- _Kaynak Metin_
+--
John Craxton, Otoportre, 1946–1947, kâğıt üzerine yağlıboya, 32,5X23,5 cm, Ömer Koç Koleksiyonu

Eve Dönmek İstemiyorum

///

İngiltere doğumlu, Yunanistan ve Girit âşığı John Craxton’ın Meşher’deki sergisinde yer alan eserlerini izlerken renklerle yarattığı coşkuya, figürlerle ve insanlarla olan bağına tanık oluyorsunuz. Craxton’ın motorsikleti ve eşyalarını sunarak, macera sever kişiliğini de yansıtan sergi, 23 Temmuz’a kadar sanatseverleri bir yolculuğa davet ediyor.

“Life is more important than art”… Ez cümlesi “Yaşam sanattan daha değerlidir”. Bazen hayatla kurduğunuz bağ, biraz olsun zayıflamışken karşınıza biri ya da bir şey çıkar ve size umut olur. Der ki “Sadece yaşa; bu her şeyden daha önemli”. Giriş cümlesinde okuduğunuz ve sonrasında bizim yorumumuza mazhar olan cümle özgür, yaşamayı seven, cesur sanatçı John Craxton’a ait. Craxton, Türkiye’de birkaç aydır, belki de bugüne kadar olmadığı kadar, gündemde. Zira Beyoğlu’ndaki Meşher’de açılan Işığın Peşinde sergisi ve sergiye paralel olarak Yapı Kredi Yayınları’ndan çıkan Ian Collins imzalı John Craxton: Hayatın Lütufları isimli kitap, kendisini daha yakından tanımamıza, tanısak bile onunla ilgili bambaşka ayrıntıları öğrenmemize vesile oluyor.
+--
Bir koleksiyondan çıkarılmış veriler
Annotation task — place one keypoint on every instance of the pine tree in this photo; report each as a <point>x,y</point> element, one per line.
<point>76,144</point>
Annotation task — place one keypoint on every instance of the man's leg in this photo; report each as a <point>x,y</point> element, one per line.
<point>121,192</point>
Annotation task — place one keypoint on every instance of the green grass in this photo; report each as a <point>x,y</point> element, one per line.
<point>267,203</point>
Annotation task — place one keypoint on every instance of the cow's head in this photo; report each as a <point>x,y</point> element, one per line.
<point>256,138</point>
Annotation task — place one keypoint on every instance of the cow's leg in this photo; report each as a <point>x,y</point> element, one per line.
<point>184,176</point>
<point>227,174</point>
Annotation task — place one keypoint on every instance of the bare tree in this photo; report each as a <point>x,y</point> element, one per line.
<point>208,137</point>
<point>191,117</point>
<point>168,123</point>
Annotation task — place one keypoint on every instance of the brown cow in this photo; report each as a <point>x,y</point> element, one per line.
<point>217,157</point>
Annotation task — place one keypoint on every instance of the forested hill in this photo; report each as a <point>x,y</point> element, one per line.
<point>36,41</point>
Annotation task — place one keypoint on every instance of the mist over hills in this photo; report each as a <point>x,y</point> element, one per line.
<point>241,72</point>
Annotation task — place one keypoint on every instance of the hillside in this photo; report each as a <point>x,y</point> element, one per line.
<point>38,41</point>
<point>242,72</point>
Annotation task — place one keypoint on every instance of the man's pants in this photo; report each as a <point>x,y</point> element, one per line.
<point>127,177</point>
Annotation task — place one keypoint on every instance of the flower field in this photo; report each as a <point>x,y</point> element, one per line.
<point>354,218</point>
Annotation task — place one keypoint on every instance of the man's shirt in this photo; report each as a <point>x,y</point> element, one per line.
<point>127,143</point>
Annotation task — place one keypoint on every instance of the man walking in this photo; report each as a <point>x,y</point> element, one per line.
+--
- _Tamamlanacak Alıştırmalar_
[a] John Craxton sergisini tanıtan yukarıdaki metinden "İngiltere doğumlu, Yunanistan" ifadesinden "yolculuğa davet ediyor." ifadesine kadar uzanan bölümü hiçbir değişiklik yapmadan yeniden yazınız.
[b] Kayıtlarda "the cow's head" ifadesinin geçtiği satırdan "<point>36,41</point>" ifadesinin geçtiği satıra kadar, iki uç satır da dahil olmak üzere, istekleriyle birlikte bütün satırları yeniden yazınız. Yanıtlardaki her koordinat sayısına 79 ekleyiniz ve yalnızca bu satırları veriniz.

- _Çözümler_
[a]
İngiltere doğumlu, Yunanistan ve Girit âşığı John Craxton’ın Meşher’deki sergisinde yer alan eserlerini izlerken renklerle yarattığı coşkuya, figürlerle ve insanlarla olan bağına tanık oluyorsunuz. Craxton’ın motorsikleti ve eşyalarını sunarak, macera sever kişiliğini de yansıtan sergi, 23 Temmuz’a kadar sanatseverleri bir yolculuğa davet ediyor.

[b]
Annotation task — place one keypoint on every instance of the cow's head in this photo; report each as a <point>x,y</point> element, one per line.
<point>335,217</point>
Annotation task — place one keypoint on every instance of the cow's leg in this photo; report each as a <point>x,y</point> element, one per line.
<point>263,255</point>
<point>306,253</point>
Annotation task — place one keypoint on every instance of the bare tree in this photo; report each as a <point>x,y</point> element, one per line.
<point>287,216</point>
<point>270,196</point>
<point>247,202</point>
Annotation task — place one keypoint on every instance of the brown cow in this photo; report each as a <point>x,y</point> element, one per line.
<point>296,236</point>
Annotation task — place one keypoint on every instance of the forested hill in this photo; report each as a <point>x,y</point> element, one per line.
<point>115,120</point>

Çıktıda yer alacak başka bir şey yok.